Activity list:
a. From the insurance industry survey article, return everything from "Only 13% strongly" down to "industry professional observed.".
b. Condense the paragraph of the insurance industry survey article beginning "Canadian Underwriter conducted an online survey" into a short bulleted list that keeps its main facts.
c. Answer these questions using the insurance industry survey article:
(i) What share of respondents strongly agreed that the Canadian P&C insurance industry is facing its most challenging year ever in 2023?
(ii) What share disagreed that the challenge is the fact that the industry is facing so many issues at once?
(iii) Which issue did 44% of respondents select as the top issue facing the industry today?

----- Document extract -----

Canada’s property and casualty insurance industry may not be facing its “toughest” year ever in 2023, but more than 89% of industry professionals agree the multitude of issues facing the industry at once is creating a “perfect storm.”
“Every year has its challenges,” as one anonymous industry professional commented in a recent Canadian Underwriter survey. “We’ve been in a hard market now for three years. I do believe that the hard market will continue, losses from extreme weather events are increasing, the talent pool is shrinking, all sectors are short-staffed, leading to more issues, and the supply chain is causing delays.
“For all these reasons, 2022 was challenging. I don’t believe any of these issues will be fixed for 2023, but I do believe we will have to deal with all the above issues continuously for many more years to come, with the possible exception of the hard market. It’s easy for us to say it will be the most challenging year ever, because it’s what’s facing us today. What we face today is daunting, but we’ve gotten through it with 100% success so far.”
Canadian Underwriter conducted an online survey Wednesday of more than 330 P&C industry professionals. Survey respondents included self-identified brokers (38%), insurers (29%), claims professionals (12%) and risk managers (4%).
Reponses were mixed about whether this is the “toughest” year the industry will face. Survey respondents were asked how strongly they agreed or disagreed with the statement: “The Canadian P&C insurance industry is facing its most challenging year ever in 2023.”
Only 13% strongly agreed with the statement. Another 40% agreed, whereas 30% were neutral (neither agreed nor disagreed) and 15% disagreed.
Respondents listed the 9/11 attacks, the COVID-19 pandemic, and the politicization of Alberta auto insurance as single events that may have represented “tougher” years for the P&C industry.
But near total unanimity prevailed when industry professionals were asked to respond to the statement: “The challenge facing the P&C industry is not so much one single issue, but the fact that it’s facing so many issues at once.”
About 39% agreed strongly while another 50% agreed with the statement. Only 2% disagreed.
“There are so many issues facing the brokerages that it is tough to decide where to focus limited energy and resources,” as one industry professional observed.
Talent acquisition and retention is the top issue facing the industry today, as indicated by 44% of respondents who were asked to select from a list of 13 different issues provided.

----- Entries provided -----

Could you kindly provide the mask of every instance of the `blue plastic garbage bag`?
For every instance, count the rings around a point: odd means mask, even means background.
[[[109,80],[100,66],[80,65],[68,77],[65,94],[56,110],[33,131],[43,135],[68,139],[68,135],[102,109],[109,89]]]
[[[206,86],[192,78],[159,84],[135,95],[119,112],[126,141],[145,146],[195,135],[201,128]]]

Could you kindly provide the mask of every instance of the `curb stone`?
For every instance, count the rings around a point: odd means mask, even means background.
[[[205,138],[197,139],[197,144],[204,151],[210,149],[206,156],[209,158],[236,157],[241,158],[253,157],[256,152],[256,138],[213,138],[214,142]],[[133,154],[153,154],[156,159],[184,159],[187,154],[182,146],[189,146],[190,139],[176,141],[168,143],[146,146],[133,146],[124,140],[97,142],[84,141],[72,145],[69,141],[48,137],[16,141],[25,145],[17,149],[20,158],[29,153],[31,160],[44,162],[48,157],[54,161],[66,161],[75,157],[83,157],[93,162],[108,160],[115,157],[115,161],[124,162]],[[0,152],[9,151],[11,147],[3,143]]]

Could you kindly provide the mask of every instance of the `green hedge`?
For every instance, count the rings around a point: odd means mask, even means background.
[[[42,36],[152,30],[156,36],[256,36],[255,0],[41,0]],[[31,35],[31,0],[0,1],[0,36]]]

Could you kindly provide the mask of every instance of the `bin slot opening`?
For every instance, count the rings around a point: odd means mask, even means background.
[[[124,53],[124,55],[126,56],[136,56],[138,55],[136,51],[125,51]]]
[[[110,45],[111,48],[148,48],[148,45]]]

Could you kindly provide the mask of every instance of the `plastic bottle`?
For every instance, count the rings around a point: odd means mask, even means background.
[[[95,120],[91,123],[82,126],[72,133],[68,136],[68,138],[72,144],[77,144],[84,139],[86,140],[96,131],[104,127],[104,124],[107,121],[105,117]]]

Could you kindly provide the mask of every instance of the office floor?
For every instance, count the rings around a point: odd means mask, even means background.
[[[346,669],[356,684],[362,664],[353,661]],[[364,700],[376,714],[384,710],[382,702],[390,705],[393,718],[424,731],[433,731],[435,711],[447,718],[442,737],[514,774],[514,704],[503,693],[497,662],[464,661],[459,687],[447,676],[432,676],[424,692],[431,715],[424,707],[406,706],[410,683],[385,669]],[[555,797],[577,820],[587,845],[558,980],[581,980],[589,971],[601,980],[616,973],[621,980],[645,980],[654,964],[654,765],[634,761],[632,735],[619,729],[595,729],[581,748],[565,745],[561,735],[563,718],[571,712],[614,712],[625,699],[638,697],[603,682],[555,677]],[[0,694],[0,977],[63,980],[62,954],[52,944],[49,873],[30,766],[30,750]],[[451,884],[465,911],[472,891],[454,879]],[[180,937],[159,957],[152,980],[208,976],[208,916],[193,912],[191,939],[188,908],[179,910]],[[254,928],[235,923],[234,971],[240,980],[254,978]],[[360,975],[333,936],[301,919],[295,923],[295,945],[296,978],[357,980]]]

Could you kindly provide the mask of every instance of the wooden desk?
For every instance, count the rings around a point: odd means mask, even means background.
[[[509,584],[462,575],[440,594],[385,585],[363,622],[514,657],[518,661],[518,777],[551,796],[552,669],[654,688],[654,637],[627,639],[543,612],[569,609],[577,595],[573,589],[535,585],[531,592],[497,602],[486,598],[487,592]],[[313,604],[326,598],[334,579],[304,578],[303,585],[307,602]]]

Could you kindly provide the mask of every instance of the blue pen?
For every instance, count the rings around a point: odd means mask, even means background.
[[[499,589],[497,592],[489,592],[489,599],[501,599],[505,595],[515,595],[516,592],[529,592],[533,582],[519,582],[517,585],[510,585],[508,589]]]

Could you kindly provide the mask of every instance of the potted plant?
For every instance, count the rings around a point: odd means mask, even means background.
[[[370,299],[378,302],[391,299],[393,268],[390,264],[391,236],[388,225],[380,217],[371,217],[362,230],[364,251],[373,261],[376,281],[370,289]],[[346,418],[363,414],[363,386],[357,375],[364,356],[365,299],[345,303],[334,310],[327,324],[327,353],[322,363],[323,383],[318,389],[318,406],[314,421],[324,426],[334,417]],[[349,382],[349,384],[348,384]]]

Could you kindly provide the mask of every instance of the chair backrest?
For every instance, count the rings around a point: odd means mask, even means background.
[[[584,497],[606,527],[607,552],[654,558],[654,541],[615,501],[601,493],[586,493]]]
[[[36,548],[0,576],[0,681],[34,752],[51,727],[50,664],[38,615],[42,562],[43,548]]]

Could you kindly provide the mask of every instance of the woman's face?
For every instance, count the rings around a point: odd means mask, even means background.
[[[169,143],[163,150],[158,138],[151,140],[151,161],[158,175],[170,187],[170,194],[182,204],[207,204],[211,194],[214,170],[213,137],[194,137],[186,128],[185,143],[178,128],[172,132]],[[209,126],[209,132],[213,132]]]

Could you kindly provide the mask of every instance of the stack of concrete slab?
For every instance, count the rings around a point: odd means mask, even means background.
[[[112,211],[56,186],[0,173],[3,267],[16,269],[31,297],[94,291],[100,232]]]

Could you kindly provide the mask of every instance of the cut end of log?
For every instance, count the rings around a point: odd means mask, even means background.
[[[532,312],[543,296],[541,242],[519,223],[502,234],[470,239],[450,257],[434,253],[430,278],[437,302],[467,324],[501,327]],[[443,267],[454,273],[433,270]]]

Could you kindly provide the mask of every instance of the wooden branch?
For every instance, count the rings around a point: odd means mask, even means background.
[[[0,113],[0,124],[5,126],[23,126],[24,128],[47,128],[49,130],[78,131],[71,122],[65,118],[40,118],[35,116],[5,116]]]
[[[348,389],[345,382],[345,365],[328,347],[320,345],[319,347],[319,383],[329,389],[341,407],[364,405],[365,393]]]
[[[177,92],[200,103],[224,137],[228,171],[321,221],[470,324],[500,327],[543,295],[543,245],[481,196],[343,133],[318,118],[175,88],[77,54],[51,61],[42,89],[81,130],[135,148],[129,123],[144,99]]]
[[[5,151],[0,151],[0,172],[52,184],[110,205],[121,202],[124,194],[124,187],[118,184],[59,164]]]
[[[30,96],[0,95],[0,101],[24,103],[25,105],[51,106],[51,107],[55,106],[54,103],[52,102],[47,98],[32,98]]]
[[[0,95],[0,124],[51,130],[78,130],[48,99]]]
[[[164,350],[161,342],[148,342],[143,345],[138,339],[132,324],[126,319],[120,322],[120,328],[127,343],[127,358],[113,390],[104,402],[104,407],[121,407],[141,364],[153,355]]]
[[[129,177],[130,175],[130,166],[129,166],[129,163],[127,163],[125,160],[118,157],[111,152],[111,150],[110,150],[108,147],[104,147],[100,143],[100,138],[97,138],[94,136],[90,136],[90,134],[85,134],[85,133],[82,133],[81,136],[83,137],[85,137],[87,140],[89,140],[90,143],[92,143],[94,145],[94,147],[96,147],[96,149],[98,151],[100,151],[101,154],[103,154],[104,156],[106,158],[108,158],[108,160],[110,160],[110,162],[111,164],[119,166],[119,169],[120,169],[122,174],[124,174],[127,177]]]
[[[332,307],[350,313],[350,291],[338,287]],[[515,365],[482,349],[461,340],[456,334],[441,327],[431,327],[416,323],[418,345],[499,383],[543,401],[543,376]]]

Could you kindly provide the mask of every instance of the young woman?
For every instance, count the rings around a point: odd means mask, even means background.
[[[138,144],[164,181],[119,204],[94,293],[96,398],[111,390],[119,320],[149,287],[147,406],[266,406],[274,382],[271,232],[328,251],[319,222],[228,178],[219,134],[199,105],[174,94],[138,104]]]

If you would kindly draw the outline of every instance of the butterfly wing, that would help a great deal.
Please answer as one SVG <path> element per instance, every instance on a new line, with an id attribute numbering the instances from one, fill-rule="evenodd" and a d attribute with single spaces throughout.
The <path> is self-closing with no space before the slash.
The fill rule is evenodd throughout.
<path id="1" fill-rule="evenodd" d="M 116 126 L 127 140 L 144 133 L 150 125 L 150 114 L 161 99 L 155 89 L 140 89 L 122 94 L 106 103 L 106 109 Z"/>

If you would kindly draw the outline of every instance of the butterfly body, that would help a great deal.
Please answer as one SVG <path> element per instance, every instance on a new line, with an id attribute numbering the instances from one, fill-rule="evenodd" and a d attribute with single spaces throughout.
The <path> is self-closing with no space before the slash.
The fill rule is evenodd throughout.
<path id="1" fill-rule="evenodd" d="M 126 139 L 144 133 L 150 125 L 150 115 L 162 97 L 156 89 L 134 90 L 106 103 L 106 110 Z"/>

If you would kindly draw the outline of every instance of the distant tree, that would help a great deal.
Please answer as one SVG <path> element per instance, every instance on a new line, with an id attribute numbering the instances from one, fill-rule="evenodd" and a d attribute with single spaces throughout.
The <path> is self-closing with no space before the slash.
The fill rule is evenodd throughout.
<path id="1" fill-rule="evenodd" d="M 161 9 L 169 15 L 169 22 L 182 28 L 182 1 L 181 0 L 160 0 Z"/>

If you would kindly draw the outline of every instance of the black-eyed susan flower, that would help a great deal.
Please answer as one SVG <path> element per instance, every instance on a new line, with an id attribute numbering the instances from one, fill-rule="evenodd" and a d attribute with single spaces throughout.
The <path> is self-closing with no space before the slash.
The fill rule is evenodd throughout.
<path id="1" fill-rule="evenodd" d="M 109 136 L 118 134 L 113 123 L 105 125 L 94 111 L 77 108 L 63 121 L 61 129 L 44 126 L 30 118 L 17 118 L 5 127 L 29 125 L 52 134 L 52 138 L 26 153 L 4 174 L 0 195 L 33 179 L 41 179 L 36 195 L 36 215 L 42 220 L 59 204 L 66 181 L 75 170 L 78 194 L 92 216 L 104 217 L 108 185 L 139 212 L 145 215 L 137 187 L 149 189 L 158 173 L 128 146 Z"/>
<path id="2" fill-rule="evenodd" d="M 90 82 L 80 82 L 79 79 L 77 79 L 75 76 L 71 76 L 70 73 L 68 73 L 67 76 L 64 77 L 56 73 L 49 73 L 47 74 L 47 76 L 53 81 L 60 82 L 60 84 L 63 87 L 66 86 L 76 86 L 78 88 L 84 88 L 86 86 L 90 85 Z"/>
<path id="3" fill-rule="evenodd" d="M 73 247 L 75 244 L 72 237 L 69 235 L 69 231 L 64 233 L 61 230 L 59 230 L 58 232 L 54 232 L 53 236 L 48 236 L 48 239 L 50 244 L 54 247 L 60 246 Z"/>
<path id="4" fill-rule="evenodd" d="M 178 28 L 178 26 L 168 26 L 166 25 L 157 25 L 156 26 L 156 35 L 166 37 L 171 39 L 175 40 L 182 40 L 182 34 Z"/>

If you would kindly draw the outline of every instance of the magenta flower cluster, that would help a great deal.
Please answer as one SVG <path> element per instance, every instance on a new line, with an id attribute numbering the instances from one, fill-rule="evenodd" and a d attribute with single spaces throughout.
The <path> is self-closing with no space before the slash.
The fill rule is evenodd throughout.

-----

Solutions below:
a.
Only 13% strongly agreed with the statement. Another 40% agreed, whereas 30% were neutral (neither agreed nor disagreed) and 15% disagreed.
Respondents listed the 9/11 attacks, the COVID-19 pandemic, and the politicization of Alberta auto insurance as single events that may have represented “tougher” years for the P&C industry.
But near total unanimity prevailed when industry professionals were asked to respond to the statement: “The challenge facing the P&C industry is not so much one single issue, but the fact that it’s facing so many issues at once.”
About 39% agreed strongly while another 50% agreed with the statement. Only 2% disagreed.
“There are so many issues facing the brokerages that it is tough to decide where to focus limited energy and resources,” as one industry professional observed.

b.
- Canadian Underwriter ran an online survey on Wednesday of more than 330 P&C industry professionals.
- Respondents self-identified as brokers (38%), insurers (29%), claims professionals (12%) and risk managers (4%).

c.
(i) 13%
(ii) 2%
(iii) Talent acquisition and retention